Collected data entries »

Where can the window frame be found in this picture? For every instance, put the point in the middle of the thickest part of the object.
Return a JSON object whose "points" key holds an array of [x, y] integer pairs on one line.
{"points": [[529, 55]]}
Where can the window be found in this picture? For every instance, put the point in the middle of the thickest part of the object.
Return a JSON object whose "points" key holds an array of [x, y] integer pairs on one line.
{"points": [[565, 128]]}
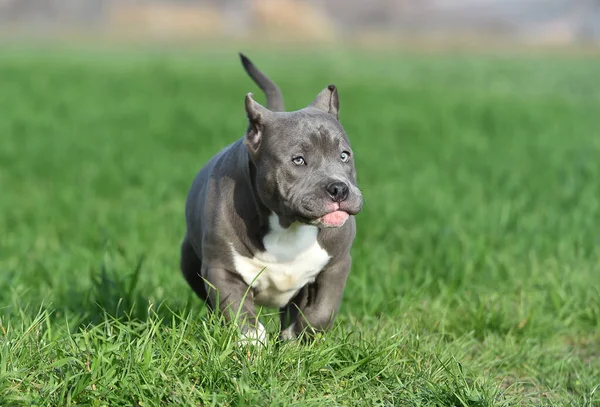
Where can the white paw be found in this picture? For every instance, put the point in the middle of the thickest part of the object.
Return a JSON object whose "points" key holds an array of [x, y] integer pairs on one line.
{"points": [[253, 335], [288, 333]]}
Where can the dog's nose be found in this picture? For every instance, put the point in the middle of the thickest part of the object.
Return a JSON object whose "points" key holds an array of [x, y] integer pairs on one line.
{"points": [[338, 191]]}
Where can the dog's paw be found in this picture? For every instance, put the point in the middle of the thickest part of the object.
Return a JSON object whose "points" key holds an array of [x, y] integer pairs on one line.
{"points": [[253, 336], [288, 334]]}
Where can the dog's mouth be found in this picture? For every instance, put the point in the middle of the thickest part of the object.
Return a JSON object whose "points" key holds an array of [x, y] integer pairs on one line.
{"points": [[335, 218]]}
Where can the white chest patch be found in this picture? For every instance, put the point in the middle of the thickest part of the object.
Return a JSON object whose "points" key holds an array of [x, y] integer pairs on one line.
{"points": [[292, 259]]}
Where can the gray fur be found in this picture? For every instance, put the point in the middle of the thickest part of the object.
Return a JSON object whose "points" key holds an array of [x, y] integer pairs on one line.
{"points": [[233, 195]]}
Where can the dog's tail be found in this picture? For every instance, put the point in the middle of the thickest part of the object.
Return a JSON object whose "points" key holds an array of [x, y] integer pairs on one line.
{"points": [[272, 91]]}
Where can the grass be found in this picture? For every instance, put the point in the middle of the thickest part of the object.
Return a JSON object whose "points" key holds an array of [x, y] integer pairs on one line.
{"points": [[475, 276]]}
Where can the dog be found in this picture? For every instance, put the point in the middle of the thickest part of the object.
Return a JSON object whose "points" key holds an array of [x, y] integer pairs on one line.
{"points": [[270, 219]]}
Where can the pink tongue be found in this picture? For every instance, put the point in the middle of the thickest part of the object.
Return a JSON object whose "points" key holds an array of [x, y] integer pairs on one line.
{"points": [[336, 218]]}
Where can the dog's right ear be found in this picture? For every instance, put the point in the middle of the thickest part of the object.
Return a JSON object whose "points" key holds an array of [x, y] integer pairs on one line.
{"points": [[257, 116]]}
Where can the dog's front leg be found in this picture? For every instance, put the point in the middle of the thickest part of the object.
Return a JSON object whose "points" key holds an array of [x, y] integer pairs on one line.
{"points": [[229, 294], [315, 307]]}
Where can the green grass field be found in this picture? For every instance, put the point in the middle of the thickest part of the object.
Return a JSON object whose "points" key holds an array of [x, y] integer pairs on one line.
{"points": [[476, 275]]}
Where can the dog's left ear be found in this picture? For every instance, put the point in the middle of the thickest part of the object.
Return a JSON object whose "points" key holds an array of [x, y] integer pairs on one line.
{"points": [[257, 116], [328, 101]]}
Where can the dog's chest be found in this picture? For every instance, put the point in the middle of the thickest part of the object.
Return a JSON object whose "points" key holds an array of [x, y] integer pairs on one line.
{"points": [[292, 259]]}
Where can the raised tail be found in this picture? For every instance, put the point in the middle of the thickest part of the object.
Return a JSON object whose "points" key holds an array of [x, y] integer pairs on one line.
{"points": [[271, 90]]}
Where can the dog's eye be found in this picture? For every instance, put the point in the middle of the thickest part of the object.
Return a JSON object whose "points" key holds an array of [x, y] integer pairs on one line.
{"points": [[299, 160]]}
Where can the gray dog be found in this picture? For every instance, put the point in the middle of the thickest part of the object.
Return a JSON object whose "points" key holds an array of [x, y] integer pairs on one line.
{"points": [[270, 218]]}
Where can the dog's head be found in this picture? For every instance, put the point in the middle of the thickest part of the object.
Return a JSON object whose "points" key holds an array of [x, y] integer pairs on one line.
{"points": [[304, 163]]}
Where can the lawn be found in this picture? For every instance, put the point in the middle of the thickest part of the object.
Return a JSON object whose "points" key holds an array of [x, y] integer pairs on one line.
{"points": [[476, 274]]}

DIRECTIONS FOR THIS TASK » Read through the data and copy every line where "window" shows up.

TASK RESULT »
Where can the window frame be found in this picture? For every instance, put the point in the middle of the thickest part of the object.
Where can the window be found in this picture? For every instance, put the point in the middle of the thickest part of the object.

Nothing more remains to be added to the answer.